Task to complete
Render the records as a numbered list, starting at the line that contains "stone, that would help a great deal." and ending at the line that contains "89 799 L 93", with both of those lines included. Omit blank lines and leave the pictures out of the list.
======== Task inputs
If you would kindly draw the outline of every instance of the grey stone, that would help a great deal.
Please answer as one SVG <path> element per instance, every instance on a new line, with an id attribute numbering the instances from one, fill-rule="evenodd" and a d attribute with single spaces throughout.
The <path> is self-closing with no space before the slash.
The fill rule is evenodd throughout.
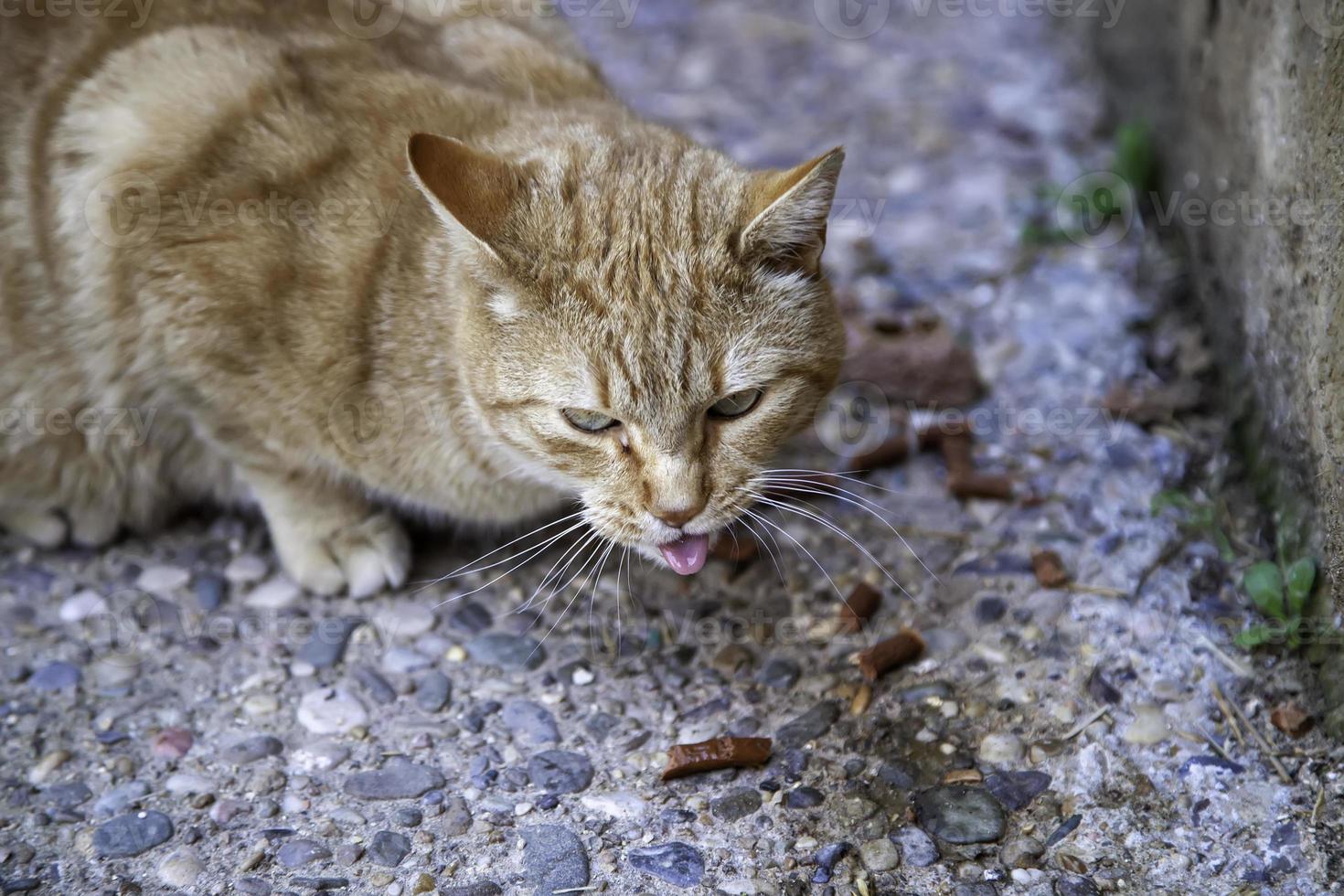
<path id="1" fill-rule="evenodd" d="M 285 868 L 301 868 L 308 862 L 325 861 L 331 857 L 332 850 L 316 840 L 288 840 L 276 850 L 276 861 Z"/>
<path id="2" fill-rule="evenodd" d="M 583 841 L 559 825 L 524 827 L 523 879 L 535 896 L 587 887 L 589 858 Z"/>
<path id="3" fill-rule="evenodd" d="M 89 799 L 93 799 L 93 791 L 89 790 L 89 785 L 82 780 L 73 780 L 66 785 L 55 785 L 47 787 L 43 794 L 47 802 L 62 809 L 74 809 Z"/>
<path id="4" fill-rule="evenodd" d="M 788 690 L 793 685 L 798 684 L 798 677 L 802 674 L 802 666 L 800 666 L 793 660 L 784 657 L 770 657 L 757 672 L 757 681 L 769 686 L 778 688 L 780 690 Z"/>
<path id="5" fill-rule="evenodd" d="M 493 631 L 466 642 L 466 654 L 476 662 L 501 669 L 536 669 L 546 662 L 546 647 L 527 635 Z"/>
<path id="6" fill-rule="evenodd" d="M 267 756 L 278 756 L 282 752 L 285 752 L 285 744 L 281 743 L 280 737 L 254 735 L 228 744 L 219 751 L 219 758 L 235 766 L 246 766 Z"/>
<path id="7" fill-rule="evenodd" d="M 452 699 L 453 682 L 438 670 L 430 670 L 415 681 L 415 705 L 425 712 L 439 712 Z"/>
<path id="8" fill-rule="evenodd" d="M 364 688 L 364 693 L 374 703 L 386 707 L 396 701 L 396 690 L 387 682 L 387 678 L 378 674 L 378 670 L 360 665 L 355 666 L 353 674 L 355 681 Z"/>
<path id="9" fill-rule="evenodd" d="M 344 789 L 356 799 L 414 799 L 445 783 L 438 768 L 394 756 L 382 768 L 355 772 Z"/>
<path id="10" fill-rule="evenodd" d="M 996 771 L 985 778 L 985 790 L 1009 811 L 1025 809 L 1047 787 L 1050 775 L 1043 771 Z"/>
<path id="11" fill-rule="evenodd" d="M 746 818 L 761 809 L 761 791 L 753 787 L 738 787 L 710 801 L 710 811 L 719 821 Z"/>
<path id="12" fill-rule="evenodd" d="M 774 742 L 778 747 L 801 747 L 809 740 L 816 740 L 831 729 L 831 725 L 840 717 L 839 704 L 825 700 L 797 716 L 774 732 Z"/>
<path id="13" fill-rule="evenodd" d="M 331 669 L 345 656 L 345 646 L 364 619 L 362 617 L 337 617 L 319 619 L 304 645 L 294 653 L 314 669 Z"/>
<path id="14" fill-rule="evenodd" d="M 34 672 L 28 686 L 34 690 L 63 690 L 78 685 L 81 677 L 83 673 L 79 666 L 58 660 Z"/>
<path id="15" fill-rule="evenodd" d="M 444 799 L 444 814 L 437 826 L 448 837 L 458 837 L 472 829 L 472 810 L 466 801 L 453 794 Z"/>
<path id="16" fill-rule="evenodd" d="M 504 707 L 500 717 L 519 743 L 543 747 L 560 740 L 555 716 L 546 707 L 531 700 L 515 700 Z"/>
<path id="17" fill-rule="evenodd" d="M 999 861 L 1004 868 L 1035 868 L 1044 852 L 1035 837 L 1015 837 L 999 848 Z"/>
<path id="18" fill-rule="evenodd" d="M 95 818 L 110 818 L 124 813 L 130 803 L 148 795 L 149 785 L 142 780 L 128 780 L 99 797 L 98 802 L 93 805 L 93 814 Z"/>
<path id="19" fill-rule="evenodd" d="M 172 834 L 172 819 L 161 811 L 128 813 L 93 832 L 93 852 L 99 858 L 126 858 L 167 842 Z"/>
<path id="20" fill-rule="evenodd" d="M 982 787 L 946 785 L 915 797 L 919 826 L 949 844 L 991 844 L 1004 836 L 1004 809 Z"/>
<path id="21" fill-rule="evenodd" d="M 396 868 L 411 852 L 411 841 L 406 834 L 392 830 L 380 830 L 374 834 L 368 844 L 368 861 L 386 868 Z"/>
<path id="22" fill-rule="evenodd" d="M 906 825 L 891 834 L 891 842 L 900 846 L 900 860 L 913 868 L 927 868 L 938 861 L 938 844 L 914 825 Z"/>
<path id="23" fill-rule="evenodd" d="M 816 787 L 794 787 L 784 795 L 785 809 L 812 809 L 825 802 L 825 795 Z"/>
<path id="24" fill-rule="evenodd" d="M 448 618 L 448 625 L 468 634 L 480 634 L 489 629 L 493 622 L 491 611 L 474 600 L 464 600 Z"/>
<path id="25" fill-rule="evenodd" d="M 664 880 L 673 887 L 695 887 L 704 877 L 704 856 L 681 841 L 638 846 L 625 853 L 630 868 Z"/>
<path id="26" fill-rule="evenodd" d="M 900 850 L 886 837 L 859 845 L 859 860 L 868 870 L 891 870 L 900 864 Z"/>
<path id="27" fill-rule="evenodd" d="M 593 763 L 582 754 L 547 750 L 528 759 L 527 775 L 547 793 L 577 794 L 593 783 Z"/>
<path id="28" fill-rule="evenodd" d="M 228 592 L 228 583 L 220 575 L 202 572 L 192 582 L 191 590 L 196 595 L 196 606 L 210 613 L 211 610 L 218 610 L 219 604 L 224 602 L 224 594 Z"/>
================
======== Task inputs
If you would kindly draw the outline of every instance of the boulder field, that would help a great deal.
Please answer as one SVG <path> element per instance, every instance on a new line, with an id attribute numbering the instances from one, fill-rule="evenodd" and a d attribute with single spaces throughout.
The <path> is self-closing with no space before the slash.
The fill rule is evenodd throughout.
================
Complete output
1. If you would kindly draw the outline of every instance of the grey stone, that would help a great deal.
2. Please answer as one SVG <path> element per instance, every instance on a new line, with an id attribute numbering the instances from one, fill-rule="evenodd" and a d attribute with single spaces throughout.
3. The <path> is self-closing with no space before the slash.
4. The fill rule is evenodd throughout.
5. <path id="1" fill-rule="evenodd" d="M 285 868 L 301 868 L 308 862 L 325 861 L 331 857 L 332 850 L 316 840 L 288 840 L 276 850 L 276 861 Z"/>
6. <path id="2" fill-rule="evenodd" d="M 583 841 L 559 825 L 524 827 L 523 879 L 535 896 L 587 887 L 589 858 Z"/>
7. <path id="3" fill-rule="evenodd" d="M 89 799 L 93 799 L 93 791 L 89 790 L 89 785 L 82 780 L 73 780 L 66 785 L 55 785 L 47 787 L 43 794 L 47 802 L 62 809 L 74 809 Z"/>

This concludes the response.